REQUIRED TASK: Pick out every line in the listing below that contains the string "chair", and copy each of those lines.

RECORDS:
:::::

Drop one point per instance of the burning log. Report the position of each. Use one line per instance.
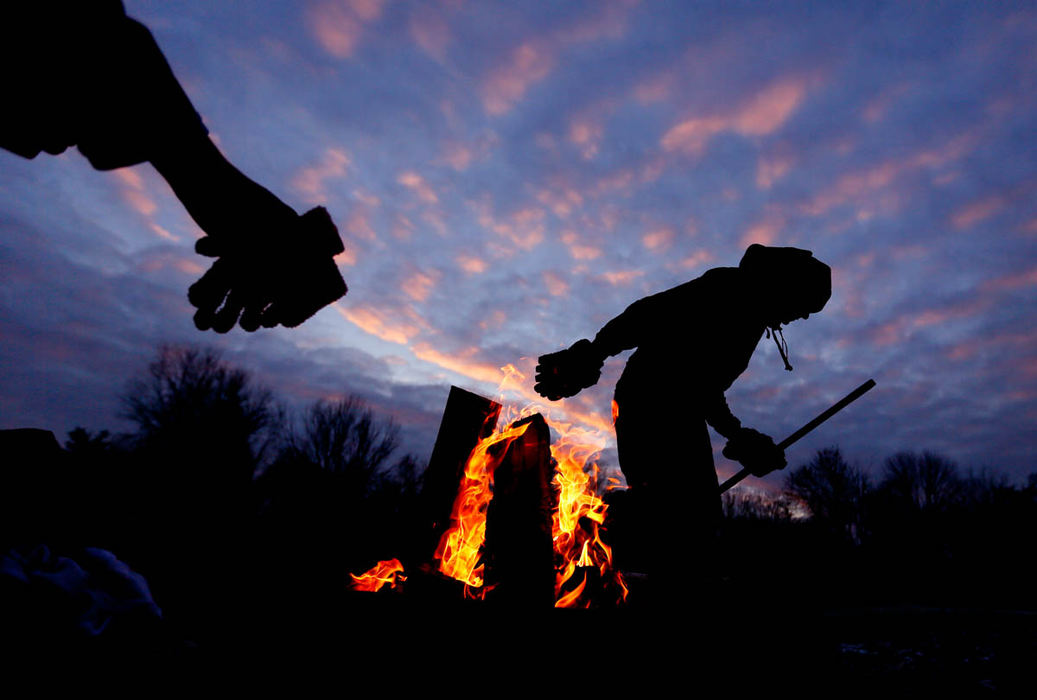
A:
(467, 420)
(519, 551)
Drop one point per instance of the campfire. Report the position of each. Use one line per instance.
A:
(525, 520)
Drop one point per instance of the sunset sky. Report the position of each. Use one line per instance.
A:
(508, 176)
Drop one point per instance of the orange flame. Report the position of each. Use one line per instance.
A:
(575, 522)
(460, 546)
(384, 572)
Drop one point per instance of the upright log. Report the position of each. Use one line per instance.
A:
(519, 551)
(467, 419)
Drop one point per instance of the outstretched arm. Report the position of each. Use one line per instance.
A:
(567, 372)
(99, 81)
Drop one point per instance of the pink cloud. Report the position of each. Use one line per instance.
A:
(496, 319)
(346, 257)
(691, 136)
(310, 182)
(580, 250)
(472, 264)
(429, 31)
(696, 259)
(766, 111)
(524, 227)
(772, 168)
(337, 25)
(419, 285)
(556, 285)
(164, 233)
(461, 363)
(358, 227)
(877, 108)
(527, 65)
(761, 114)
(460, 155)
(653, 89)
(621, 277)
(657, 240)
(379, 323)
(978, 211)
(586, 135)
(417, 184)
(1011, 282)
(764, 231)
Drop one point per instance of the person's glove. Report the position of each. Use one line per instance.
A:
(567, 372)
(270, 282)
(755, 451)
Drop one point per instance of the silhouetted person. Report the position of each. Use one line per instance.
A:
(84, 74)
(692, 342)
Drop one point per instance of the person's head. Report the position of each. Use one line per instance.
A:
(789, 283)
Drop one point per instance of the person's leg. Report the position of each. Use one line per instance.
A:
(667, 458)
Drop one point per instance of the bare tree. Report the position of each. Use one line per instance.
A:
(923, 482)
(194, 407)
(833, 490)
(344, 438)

:::::

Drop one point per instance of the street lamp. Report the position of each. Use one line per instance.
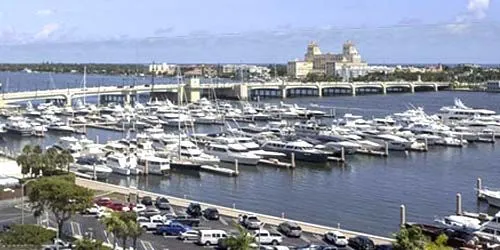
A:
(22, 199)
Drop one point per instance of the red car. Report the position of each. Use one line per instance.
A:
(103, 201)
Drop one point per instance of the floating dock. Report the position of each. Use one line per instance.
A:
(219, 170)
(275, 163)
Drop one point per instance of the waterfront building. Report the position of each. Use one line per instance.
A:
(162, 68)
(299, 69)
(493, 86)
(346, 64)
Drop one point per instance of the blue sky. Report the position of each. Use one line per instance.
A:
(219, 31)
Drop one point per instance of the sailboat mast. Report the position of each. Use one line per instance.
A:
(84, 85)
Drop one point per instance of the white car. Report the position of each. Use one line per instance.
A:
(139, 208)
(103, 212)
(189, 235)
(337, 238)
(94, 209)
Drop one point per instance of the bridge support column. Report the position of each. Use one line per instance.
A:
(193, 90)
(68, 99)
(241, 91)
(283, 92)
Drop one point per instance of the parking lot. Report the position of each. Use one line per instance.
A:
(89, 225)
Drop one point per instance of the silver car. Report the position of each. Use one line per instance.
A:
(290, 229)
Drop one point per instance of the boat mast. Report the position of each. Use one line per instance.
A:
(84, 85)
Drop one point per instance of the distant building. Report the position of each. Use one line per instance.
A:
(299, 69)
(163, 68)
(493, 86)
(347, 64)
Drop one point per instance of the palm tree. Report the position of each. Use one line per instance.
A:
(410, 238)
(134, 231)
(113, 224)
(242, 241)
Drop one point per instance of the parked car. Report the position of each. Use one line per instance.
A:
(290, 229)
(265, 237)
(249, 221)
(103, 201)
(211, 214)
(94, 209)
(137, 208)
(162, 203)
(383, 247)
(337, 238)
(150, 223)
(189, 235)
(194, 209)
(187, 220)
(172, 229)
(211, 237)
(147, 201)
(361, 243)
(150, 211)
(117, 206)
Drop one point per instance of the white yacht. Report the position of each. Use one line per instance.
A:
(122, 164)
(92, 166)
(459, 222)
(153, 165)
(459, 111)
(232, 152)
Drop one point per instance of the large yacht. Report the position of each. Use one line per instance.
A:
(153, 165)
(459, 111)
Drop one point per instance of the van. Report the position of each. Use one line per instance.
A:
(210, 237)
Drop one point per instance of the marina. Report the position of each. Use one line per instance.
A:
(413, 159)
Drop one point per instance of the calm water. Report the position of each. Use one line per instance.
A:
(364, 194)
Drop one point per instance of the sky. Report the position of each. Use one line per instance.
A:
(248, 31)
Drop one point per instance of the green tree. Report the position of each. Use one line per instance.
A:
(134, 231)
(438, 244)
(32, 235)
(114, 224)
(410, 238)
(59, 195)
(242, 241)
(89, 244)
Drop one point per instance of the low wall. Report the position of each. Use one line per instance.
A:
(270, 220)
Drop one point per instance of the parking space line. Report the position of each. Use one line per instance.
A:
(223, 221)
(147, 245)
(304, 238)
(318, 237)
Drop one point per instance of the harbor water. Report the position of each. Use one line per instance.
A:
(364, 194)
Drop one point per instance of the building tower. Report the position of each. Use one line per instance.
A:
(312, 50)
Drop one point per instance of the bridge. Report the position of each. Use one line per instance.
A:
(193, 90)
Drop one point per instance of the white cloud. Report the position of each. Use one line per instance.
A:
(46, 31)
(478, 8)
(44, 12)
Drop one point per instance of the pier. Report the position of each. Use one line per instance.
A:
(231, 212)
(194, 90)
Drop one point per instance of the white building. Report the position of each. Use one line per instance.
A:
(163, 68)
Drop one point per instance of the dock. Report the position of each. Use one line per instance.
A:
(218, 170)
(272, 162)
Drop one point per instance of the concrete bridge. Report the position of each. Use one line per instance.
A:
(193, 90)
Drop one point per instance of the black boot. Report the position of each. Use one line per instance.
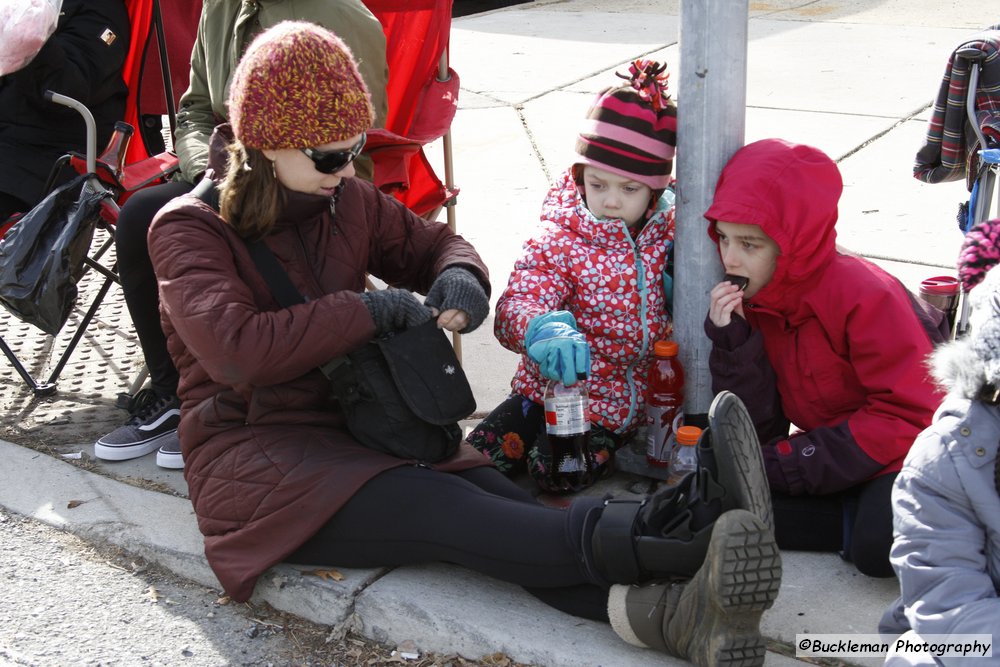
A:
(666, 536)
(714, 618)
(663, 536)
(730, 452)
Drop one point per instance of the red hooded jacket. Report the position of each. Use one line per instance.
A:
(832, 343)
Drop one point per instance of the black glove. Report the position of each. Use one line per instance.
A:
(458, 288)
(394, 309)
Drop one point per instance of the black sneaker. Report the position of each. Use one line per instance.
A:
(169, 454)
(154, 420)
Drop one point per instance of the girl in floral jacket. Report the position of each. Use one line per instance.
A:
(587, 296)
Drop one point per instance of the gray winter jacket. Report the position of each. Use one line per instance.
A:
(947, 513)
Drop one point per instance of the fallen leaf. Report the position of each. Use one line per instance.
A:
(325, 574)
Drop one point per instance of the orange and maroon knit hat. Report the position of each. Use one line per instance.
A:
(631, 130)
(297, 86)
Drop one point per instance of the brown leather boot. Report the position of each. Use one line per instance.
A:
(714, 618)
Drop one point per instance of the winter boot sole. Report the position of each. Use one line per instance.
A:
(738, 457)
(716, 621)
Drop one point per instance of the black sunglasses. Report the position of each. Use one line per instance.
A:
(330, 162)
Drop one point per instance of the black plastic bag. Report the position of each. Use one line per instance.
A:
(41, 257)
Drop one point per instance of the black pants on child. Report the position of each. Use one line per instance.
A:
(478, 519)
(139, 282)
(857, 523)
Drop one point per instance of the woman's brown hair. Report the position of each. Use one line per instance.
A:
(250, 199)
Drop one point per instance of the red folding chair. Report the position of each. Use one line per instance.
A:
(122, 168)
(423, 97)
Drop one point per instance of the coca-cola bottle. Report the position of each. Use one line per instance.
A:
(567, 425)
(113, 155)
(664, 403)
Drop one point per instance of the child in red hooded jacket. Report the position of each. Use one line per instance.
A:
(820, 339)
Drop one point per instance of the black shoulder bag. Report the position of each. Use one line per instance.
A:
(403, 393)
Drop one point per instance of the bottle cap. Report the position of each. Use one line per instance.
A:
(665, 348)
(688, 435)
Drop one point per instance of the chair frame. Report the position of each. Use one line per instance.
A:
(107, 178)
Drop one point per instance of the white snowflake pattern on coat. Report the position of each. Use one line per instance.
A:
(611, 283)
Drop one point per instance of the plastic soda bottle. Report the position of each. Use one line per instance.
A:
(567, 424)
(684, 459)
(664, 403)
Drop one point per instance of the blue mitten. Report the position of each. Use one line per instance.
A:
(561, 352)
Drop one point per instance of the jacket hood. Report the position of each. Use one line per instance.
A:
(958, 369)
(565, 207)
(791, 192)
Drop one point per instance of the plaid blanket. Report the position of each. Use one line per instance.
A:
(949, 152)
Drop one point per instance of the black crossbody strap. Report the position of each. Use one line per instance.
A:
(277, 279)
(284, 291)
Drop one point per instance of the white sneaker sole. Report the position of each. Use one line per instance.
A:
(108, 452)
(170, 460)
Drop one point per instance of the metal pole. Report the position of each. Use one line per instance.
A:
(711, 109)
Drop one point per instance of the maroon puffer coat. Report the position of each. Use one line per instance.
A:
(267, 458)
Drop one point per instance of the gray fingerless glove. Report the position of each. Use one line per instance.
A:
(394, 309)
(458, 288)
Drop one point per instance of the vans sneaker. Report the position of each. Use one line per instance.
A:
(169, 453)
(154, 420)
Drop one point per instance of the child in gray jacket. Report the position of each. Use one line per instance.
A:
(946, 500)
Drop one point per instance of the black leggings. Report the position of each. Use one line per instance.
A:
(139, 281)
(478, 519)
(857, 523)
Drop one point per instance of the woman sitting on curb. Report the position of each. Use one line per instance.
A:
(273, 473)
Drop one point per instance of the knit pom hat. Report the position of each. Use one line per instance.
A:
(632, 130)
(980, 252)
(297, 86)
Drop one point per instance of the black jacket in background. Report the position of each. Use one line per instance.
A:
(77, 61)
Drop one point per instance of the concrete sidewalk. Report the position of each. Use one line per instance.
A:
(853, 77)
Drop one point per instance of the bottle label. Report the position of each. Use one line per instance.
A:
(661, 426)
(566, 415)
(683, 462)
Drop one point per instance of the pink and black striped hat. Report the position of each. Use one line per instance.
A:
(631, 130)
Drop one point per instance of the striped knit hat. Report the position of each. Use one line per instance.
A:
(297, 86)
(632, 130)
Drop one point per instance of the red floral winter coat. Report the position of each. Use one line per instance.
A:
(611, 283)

:::::

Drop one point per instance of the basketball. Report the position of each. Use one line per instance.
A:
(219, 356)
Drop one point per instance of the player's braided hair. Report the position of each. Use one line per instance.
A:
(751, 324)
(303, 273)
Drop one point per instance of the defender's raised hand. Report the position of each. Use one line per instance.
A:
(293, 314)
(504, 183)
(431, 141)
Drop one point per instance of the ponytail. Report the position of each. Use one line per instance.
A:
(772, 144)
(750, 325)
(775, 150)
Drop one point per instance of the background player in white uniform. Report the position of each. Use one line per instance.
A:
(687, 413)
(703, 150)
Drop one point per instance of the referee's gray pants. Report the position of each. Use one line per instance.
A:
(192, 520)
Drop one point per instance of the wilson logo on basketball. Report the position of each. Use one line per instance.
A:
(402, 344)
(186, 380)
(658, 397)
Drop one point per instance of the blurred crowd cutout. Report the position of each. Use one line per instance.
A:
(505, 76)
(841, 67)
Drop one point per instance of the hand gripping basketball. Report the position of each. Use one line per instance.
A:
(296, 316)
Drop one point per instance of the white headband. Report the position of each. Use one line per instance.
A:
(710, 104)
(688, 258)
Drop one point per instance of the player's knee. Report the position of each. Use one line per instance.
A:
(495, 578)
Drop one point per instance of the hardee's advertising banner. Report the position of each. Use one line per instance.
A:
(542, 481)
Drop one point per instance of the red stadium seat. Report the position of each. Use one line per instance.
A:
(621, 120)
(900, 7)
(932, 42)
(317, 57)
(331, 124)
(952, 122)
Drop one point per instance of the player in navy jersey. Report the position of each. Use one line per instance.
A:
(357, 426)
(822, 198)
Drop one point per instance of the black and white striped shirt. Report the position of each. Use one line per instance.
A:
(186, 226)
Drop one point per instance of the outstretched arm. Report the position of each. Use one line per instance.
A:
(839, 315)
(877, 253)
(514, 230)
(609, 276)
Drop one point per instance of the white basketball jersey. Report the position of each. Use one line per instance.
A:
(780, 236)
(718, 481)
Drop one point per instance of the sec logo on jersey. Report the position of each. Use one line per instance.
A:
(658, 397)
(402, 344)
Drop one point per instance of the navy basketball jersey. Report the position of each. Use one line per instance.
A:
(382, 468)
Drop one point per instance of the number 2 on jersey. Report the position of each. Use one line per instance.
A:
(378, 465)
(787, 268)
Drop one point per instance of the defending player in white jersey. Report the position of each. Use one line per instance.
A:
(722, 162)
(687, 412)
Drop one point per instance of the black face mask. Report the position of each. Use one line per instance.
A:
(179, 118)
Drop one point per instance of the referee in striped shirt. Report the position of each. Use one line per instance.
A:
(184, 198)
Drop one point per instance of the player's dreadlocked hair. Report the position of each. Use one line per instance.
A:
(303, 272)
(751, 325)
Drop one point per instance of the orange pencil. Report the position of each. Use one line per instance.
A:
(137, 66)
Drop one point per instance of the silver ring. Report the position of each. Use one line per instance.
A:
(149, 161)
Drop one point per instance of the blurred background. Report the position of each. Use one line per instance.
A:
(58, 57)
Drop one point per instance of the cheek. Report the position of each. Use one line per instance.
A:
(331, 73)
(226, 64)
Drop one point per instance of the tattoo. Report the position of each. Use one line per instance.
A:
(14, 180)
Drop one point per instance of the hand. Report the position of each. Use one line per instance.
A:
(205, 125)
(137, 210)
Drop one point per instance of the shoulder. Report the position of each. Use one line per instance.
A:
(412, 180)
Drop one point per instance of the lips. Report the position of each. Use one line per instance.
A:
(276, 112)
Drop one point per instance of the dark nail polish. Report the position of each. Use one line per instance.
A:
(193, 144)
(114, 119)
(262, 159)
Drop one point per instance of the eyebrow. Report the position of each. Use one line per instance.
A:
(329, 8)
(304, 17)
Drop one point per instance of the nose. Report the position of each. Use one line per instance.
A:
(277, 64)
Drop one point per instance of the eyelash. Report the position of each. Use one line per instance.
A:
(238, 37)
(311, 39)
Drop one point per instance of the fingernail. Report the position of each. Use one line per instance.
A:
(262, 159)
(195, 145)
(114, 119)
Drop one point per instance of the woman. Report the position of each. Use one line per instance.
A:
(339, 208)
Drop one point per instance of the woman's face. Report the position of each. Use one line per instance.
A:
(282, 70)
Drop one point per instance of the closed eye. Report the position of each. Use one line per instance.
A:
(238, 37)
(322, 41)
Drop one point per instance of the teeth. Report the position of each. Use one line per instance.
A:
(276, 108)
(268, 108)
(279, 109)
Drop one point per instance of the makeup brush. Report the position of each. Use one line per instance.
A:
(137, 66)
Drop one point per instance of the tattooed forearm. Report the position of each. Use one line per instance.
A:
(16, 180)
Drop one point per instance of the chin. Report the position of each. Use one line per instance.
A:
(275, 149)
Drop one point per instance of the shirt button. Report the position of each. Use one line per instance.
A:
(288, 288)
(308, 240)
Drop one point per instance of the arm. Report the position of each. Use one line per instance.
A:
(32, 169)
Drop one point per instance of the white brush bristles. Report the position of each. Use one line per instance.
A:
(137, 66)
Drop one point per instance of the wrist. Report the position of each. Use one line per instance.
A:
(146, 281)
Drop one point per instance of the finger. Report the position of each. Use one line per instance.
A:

:::::

FINAL RESULT:
Drop one point per instance of the red folding chair. Report the position of each. Use one line per instance.
Drop one point per instance of the chair frame. Report the position of each. Use one line per instance.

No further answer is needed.